> _Exercise_
In the entries below, find every line with the string "wing" and copy it.

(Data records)

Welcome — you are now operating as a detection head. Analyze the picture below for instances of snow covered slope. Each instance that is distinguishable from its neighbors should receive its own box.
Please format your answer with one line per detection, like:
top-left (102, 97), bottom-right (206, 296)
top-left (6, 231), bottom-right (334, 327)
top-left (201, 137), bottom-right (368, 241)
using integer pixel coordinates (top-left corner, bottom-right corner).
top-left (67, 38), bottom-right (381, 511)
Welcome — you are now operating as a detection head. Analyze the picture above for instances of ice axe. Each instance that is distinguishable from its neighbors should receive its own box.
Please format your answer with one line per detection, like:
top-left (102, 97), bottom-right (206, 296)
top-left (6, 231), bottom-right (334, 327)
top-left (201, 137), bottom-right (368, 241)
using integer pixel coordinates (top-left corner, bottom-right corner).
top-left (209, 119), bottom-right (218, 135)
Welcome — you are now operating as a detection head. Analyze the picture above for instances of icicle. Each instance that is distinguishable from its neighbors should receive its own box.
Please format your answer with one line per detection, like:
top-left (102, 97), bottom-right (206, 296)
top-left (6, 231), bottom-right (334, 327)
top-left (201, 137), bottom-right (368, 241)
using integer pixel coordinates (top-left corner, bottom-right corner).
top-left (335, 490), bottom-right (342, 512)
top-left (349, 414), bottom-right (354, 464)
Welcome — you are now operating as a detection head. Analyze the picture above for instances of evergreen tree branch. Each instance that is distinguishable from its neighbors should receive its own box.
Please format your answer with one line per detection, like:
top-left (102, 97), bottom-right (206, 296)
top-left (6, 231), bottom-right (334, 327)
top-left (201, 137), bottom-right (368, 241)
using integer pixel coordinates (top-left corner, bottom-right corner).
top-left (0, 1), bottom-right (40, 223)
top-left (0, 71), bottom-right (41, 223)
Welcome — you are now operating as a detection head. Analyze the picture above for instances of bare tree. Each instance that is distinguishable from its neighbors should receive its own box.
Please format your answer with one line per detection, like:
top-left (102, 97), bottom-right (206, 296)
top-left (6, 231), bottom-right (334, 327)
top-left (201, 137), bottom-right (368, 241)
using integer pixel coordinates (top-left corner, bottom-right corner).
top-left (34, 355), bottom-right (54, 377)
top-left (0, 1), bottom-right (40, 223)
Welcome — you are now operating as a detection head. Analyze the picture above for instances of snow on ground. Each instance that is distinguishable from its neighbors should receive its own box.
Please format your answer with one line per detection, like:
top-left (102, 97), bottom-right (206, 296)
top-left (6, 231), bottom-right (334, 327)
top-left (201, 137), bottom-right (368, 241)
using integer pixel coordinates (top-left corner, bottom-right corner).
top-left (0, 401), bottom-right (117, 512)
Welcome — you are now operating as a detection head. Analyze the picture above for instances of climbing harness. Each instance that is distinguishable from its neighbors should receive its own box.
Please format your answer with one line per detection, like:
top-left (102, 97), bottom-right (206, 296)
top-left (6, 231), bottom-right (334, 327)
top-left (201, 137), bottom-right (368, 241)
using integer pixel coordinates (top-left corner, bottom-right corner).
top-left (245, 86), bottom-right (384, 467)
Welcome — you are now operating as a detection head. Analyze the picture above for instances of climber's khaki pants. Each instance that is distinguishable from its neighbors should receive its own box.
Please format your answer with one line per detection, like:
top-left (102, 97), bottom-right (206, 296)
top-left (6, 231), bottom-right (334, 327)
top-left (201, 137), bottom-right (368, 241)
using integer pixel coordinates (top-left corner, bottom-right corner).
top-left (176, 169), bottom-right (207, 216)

---

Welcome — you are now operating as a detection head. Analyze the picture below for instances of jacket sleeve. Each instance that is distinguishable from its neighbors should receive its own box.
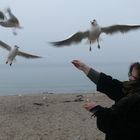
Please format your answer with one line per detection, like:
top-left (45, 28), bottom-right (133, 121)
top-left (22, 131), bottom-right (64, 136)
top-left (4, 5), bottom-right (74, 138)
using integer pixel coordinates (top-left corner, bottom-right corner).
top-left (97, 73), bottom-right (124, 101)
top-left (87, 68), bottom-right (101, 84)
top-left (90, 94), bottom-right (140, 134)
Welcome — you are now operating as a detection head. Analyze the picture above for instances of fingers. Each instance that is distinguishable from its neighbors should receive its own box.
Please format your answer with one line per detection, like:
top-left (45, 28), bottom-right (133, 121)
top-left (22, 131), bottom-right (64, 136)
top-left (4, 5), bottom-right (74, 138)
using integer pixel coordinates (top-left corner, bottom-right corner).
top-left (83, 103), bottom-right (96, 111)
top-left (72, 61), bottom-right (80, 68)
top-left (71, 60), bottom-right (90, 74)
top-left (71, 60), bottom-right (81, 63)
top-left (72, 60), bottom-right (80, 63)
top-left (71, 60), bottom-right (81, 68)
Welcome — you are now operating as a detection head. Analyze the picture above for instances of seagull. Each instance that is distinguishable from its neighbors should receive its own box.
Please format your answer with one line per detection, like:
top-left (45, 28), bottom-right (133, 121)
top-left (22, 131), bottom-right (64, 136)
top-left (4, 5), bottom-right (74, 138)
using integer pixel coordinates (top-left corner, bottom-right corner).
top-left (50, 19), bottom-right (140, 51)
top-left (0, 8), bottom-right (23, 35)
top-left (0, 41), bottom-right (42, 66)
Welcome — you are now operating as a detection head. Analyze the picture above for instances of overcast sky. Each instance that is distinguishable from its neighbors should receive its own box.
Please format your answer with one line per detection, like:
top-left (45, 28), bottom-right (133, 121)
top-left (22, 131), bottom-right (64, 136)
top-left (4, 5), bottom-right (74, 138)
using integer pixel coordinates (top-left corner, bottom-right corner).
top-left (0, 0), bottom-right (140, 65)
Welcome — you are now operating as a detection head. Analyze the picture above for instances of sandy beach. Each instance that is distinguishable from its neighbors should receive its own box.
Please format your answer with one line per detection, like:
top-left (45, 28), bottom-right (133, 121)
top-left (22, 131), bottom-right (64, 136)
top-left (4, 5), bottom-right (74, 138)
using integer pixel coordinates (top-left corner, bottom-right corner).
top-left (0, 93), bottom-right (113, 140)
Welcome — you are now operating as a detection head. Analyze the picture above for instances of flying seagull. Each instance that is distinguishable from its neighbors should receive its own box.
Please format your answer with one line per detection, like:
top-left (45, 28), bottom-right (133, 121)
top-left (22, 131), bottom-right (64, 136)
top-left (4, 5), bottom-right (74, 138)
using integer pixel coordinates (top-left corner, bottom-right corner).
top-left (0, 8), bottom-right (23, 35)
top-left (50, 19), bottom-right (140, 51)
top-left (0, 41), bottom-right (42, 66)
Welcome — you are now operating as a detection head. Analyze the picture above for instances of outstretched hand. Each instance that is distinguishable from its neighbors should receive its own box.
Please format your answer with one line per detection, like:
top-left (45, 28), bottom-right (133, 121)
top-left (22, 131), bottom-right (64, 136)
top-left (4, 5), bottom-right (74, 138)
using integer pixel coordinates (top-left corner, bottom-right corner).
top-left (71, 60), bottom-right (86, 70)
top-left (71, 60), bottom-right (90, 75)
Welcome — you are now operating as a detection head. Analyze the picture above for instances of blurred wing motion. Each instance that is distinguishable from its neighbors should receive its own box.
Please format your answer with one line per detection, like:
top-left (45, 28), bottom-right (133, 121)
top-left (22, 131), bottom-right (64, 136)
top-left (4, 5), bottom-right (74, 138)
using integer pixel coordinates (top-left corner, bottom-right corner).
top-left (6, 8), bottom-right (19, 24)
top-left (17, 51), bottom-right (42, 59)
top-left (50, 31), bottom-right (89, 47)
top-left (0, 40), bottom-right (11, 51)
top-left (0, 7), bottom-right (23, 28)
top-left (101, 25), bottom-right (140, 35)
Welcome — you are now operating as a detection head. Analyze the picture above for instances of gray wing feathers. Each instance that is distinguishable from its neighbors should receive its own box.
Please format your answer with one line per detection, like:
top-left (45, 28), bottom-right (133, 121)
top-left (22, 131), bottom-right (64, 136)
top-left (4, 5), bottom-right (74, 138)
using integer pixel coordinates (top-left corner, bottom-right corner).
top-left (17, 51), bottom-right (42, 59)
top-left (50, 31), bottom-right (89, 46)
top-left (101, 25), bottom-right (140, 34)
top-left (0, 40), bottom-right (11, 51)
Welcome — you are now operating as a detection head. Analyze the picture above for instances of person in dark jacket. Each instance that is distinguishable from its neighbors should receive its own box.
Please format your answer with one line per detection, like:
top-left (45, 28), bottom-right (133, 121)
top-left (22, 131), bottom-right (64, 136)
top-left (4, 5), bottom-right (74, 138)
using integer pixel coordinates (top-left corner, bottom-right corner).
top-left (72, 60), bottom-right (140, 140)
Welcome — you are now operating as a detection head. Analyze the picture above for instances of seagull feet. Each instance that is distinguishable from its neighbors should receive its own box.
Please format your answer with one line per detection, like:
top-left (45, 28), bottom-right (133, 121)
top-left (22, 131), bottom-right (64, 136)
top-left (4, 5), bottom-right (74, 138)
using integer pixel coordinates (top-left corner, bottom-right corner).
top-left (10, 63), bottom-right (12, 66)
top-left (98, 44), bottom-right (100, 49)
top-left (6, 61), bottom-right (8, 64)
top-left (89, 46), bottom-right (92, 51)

> _Answer section_
Welcome — you are now operating as a detection head. Analyze the picture above for instances of blurred wing motion. Each instance that is distinguishable from its neighbors should receive its own box.
Welcome — you are now operating as a detection head. Analyze the picture above for instances of gray wing feathers. Each instance that is distinguishable from its neighbors should receive its own box.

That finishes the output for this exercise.